**Exercise directions**
Which lines run from the line with "Target: steep roof" through the line with "Where can the windshield" in the entries below? Print them exactly, both ends included, and nothing more.
Start of Data for this exercise
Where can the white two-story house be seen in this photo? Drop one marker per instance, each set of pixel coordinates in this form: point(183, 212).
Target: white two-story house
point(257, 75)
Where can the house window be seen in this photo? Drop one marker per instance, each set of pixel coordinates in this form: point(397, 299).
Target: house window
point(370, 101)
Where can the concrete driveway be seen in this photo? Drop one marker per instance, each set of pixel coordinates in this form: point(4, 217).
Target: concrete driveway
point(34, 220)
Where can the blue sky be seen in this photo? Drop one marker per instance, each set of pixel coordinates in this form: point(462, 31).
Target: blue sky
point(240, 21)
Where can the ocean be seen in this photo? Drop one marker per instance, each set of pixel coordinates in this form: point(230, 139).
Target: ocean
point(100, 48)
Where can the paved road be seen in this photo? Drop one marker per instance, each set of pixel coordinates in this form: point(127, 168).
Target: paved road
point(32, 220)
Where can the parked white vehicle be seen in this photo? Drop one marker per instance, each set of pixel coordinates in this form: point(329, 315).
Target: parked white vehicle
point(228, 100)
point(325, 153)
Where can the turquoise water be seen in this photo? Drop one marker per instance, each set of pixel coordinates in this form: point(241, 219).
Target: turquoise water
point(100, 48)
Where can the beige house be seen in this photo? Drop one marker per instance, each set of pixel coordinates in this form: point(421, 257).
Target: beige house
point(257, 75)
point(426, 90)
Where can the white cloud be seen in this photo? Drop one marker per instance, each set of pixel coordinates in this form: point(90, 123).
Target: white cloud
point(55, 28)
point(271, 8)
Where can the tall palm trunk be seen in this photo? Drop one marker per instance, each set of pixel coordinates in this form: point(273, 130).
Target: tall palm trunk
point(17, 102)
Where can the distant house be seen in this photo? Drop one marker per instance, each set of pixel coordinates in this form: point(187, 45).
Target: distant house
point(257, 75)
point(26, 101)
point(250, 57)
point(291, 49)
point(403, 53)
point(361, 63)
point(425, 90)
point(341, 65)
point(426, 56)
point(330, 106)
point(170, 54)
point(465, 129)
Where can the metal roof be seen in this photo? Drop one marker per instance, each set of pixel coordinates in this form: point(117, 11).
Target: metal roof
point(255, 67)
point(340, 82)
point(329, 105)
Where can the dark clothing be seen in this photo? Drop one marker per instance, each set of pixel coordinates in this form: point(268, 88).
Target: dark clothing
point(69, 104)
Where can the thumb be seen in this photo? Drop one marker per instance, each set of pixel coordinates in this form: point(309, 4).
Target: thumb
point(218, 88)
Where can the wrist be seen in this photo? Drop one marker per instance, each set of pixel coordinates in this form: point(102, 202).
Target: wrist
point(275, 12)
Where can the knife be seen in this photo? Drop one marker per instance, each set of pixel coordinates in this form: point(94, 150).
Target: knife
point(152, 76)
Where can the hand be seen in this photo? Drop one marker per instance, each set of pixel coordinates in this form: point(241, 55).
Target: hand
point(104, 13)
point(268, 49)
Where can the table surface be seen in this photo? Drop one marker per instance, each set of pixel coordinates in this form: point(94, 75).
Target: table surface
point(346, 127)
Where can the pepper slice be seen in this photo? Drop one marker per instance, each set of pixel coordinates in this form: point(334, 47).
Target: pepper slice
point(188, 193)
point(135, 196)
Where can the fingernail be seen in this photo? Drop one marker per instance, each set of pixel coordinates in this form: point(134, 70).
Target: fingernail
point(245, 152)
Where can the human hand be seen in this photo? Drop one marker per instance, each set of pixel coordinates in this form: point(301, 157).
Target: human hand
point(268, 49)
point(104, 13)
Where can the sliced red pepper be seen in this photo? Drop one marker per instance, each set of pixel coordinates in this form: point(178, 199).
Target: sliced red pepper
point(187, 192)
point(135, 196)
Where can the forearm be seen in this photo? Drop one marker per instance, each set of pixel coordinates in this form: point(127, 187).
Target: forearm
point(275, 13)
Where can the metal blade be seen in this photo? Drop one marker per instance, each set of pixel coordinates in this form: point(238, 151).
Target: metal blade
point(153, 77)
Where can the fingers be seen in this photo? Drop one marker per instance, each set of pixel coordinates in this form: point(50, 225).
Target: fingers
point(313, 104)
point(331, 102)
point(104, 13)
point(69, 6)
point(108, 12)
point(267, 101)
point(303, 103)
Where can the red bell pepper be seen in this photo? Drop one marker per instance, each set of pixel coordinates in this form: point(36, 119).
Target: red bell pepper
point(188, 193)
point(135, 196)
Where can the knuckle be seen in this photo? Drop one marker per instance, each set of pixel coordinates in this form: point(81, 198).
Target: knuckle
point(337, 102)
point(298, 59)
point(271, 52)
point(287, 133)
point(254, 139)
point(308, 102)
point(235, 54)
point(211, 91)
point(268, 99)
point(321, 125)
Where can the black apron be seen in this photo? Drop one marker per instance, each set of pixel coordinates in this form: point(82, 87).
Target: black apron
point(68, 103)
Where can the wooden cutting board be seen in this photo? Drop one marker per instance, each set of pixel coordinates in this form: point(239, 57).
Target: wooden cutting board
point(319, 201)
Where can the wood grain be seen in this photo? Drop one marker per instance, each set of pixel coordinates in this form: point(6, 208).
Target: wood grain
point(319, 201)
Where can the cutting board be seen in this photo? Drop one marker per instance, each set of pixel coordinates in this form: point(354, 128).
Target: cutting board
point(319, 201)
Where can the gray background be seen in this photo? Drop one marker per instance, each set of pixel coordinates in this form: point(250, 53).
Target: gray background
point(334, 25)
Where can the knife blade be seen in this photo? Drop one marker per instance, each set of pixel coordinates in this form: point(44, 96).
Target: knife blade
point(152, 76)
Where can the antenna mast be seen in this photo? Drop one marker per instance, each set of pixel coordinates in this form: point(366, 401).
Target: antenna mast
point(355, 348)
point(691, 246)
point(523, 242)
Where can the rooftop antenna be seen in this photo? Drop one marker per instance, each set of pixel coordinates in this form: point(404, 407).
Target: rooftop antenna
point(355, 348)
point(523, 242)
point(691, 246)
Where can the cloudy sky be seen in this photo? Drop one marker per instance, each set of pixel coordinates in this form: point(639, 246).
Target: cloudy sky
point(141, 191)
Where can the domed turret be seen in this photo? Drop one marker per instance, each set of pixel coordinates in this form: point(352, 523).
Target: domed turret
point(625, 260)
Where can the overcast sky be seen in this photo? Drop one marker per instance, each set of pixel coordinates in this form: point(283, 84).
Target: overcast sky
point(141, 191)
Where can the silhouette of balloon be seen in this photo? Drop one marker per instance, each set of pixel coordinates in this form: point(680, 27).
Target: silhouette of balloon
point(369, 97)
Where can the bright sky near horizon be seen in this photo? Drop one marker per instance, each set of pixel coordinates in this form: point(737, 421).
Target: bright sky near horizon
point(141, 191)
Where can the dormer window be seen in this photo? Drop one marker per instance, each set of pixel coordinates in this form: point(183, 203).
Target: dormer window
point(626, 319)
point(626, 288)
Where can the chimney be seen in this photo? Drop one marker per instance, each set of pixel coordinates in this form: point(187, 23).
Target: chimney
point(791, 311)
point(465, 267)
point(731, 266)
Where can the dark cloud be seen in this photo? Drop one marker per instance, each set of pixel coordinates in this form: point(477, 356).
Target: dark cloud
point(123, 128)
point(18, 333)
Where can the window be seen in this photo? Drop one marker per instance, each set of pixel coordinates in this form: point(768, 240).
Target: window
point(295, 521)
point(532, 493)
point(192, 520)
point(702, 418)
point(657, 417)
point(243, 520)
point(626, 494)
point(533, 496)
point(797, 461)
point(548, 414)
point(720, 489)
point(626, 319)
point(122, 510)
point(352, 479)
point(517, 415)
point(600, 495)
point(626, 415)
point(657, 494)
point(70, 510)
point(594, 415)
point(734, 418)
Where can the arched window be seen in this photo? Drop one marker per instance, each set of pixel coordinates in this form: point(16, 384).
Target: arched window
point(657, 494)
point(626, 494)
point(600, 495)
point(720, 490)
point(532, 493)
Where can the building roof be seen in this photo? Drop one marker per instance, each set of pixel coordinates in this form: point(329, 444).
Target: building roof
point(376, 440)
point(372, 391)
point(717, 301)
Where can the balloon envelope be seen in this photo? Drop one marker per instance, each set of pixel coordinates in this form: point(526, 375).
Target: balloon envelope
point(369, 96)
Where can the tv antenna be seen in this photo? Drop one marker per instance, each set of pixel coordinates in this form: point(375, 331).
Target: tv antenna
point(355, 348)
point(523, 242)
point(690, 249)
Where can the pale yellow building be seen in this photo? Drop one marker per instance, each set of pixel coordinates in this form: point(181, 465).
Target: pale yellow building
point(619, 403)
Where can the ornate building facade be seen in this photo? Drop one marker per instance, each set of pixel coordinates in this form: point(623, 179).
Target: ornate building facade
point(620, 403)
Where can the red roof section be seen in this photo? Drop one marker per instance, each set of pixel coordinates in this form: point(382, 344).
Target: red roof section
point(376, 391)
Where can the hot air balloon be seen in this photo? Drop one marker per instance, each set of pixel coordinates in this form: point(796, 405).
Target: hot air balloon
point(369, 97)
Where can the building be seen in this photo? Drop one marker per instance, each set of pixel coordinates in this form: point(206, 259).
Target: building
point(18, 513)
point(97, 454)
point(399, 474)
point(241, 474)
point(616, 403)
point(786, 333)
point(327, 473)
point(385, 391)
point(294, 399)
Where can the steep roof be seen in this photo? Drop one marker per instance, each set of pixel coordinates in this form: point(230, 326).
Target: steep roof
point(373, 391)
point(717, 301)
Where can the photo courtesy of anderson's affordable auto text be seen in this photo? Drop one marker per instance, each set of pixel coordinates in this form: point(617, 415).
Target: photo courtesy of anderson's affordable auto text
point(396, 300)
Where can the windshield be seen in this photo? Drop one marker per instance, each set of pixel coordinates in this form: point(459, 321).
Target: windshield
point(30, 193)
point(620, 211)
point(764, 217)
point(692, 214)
End of Data for this exercise
Start of Data for this exercise
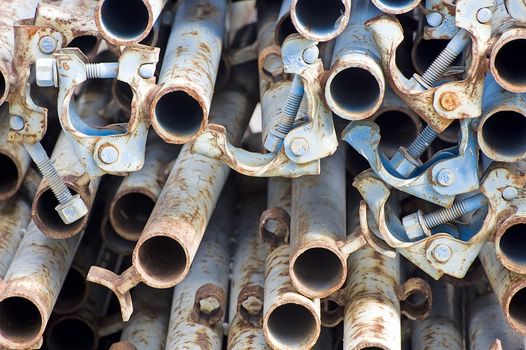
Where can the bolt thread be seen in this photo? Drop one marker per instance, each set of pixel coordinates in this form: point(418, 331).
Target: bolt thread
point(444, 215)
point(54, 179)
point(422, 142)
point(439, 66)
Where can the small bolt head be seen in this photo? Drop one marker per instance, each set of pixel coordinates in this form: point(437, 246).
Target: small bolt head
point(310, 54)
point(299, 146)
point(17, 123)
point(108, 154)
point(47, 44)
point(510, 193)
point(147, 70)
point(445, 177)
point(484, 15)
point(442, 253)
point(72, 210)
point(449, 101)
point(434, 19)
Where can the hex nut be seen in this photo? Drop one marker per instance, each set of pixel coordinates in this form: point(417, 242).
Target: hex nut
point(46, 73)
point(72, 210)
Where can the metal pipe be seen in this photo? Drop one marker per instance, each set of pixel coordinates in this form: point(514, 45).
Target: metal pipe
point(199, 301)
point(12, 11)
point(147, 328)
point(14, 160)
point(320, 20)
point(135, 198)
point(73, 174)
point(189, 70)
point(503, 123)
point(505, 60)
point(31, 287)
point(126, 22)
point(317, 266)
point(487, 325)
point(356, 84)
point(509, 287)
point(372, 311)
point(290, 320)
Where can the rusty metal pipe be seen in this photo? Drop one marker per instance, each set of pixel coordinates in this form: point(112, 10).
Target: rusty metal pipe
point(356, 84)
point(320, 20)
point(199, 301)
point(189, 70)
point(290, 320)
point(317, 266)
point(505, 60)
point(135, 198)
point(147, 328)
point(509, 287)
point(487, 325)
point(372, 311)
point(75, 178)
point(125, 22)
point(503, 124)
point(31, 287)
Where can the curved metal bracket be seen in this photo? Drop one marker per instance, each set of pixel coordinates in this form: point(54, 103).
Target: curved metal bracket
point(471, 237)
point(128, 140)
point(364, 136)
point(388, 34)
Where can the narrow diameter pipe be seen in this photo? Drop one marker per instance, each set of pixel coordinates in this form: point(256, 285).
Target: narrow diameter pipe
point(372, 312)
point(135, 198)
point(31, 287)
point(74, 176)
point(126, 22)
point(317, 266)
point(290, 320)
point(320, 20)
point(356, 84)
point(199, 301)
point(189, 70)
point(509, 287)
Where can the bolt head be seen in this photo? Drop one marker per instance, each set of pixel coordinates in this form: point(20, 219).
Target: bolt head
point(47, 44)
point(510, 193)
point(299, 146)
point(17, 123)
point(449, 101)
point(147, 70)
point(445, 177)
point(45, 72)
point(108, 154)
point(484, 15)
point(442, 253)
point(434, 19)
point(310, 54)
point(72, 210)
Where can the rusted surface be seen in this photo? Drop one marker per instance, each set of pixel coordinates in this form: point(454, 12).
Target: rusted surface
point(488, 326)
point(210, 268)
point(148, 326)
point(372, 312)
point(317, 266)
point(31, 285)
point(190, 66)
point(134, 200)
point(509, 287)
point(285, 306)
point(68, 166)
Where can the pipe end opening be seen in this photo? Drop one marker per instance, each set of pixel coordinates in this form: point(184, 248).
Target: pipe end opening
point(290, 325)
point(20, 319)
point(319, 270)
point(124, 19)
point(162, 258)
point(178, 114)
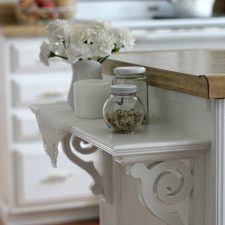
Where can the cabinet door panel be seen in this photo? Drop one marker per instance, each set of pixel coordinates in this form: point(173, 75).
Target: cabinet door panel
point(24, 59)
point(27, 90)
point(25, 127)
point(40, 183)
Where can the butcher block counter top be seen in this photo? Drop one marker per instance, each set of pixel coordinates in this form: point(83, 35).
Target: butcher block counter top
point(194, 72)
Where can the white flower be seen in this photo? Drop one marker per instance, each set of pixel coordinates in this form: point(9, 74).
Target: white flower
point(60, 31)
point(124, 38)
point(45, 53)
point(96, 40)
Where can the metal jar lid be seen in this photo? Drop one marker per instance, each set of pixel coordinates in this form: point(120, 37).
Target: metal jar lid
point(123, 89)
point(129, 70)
End of Data for this exercise
**Answer space**
Target: steep roof
point(373, 391)
point(717, 301)
Where can the photo courtesy of anderson's affordable auto text be seen in this photo? Drop one marker per instance, each set of pixel coordinates in this form: point(617, 415).
Target: photo courtesy of anderson's affordable auto text
point(396, 300)
Where can the windshield be seen in this photo? Drop one marker per instance, each set of pixel coordinates in this form: point(459, 321).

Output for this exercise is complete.